Blind woodworkers handcraft the perfect gifts for Christmas

8 December 2015

A group of blind veterans supported by military charity Blind Veterans UK have turned Santa's elves to hand craft wooden gifts for this festive season.

Veteran hand craft wooden gifts

Peter Burbery, 79 and Ted Heasman, 90, are among the blind and vision-impaired ex-Service men and women who have turned their hand to making racing cars and bird boxes to raise funds to support the charity's work.

Peter (pictured) has assembled at least forty bird boxes since he started visiting the arts & crafts workshop at the Blind Veterans UK Brighton Centre. He says, "It was the wood that attracted me. I've always played with wood, cutting and shaping walking stick handles from branches. And I was an upholsterer and woodwork came into that."

Peter became an upholsterer after his National Service with the Royal Sussex Regiment for two years - from 1954 to 1956. He was a 'batman': a personal assistant and valet to a General, whose duties included keeping equipment clean and waiting tables.

Peter began to lose his sight due to glaucoma and then, in around 2008, he began to experience macular degeneration too. He says, "Everything is misty - there are no clear outlines to anything. I need someone with me if I go for a walk because I can't see the footpath"

Despite his sight loss, it takes Peter only a day to put together a robin or blue tit box and treat the pine with waterproof varnish. He explains, "We use a non-smelly varnish so the birds stay happy. And each box has a regulation RSPB-sized hole."

DATA EXCERPT:
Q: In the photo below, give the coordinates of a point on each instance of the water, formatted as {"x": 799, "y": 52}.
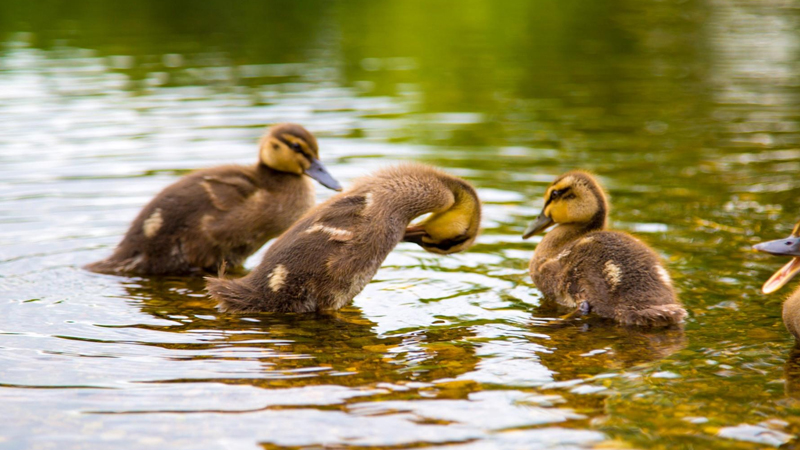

REQUIRED WORK:
1 > From the article on blind woodworkers, return the part that opens with the words containing "A group of blind" and closes with "this festive season.".
2 > Answer these questions using the article on blind woodworkers:
(a) How old is Ted Heasman?
(b) With which regiment did Peter do his National Service?
(c) How long does it take Peter to put together a robin or blue tit box?
3 > Continue the article on blind woodworkers from the point where it stops.

THE RESULTS:
1 >
A group of blind veterans supported by military charity Blind Veterans UK have turned Santa's elves to hand craft wooden gifts for this festive season.

2 >
(a) 90
(b) The Royal Sussex Regiment
(c) A day

3 >
Peter's friend Ted (pictured) has made forty-nine wooden racing cars since he joined Blind Veterans UK - half of those for sale this Christmas. The fiftieth, he plans to paint green and number '50'. He says, "My sister wants that one."

Ted always enjoyed woodturning as a hobby but, twelve years ago, he began to lose his sight due to dry age-related macular degeneration, a leading cause of blindness in older people.

Ted says, "When my sight went, I sold my lathe and I had to give up driving too. I used to cycle with my brother-in-law, and then I had to give that up. My wife and I had to travel on buses."

Ted was a radar operator in the Royal Navy during the Second World War, serving on ships sailing around Asia and to South Africa.

Since he contacted Blind Veterans UK in 2012, he has received help and support including a Merlin Low Vision Magnifier that he uses to view the old photos he collects. But for him, a big part of the support he receives comes from the two days a week he spends at the arts & crafts workshop.

He says, "Just coming here is amazing. The comradeship is like the Navy."
Handmade by blind veterans 2

Handmade wooden birdboxes and racing cars are among the Christmas handicrafts now available to buy on the Blind Veterans UK website. Many of these beautiful gifts are coloured red, white and blue to celebrate the charity's 100-year anniversary.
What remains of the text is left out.